- [WRITTEN TASK]
Restate the records below word for word.

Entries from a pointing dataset
-=-=-=-=-
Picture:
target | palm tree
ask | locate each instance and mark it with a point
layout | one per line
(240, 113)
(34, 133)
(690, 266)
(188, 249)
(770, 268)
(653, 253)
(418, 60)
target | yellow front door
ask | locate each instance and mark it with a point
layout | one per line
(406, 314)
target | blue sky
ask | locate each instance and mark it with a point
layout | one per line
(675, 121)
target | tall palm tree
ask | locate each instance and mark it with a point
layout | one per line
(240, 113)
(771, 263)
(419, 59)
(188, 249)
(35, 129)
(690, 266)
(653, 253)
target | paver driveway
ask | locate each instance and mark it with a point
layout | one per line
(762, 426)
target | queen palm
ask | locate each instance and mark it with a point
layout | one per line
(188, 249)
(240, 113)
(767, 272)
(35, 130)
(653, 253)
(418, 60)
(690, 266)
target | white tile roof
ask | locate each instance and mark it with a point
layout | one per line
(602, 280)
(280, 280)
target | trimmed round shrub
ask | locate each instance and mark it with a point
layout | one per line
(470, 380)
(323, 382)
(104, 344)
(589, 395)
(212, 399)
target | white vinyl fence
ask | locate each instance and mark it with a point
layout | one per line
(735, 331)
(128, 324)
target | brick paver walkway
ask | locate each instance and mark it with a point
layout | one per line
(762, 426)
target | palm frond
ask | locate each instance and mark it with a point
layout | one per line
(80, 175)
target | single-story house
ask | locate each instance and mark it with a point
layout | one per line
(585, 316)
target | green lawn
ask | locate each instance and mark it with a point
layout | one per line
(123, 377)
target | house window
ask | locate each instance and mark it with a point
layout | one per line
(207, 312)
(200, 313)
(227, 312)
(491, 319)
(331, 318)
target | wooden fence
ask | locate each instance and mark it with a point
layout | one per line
-=-=-=-=-
- [WRITTEN ANSWER]
Picture:
target | palm tree
ask | locate each instance and mark it with a point
layout | one per line
(240, 113)
(34, 133)
(690, 266)
(188, 249)
(770, 268)
(653, 253)
(418, 60)
target | yellow front door
ask | locate each instance and mark it with a point
layout | one per line
(406, 314)
target | blue sky
ask | locate each instance and mark it with a point
layout | one per line
(675, 121)
target | tall palm tree
ask | locate each instance and mark it with a point
layout | one per line
(240, 113)
(771, 263)
(419, 59)
(188, 249)
(35, 129)
(690, 266)
(653, 253)
target | paver driveway
ask | locate each instance and mark it with a point
layout | one per line
(762, 426)
target | queen palm
ask | locate each instance and mark it with a point
layout | one per line
(188, 249)
(240, 113)
(767, 272)
(35, 130)
(653, 253)
(418, 60)
(690, 266)
target | white tile roof
ask | locate each instance and mark it with a point
layout | one per line
(602, 280)
(280, 280)
target | trimmed round shrub
ask | locate each instance and mark it with a point
layout | one per line
(470, 380)
(323, 382)
(104, 344)
(589, 395)
(212, 399)
target | white vinyl fence
ask | locate each instance and mark it with a point
layout | one per line
(735, 331)
(128, 324)
target | brick paver walkway
ask | locate each instance and mark it with a point
layout | one per line
(762, 426)
target | palm frond
ask | locate each instance and mark it with a point
layout | one per line
(80, 175)
target | single-story house
ask | locate each instance and mark it with a point
layout | one per line
(585, 316)
target | green lawn
ask | locate each instance and mark it with a point
layout | one per line
(123, 377)
target | house window
ask | locate each instance and mark it with a point
layout | one per line
(207, 312)
(200, 313)
(227, 312)
(491, 319)
(331, 318)
target | wooden fence
ask | locate each instance and mark it with a point
layout | one per line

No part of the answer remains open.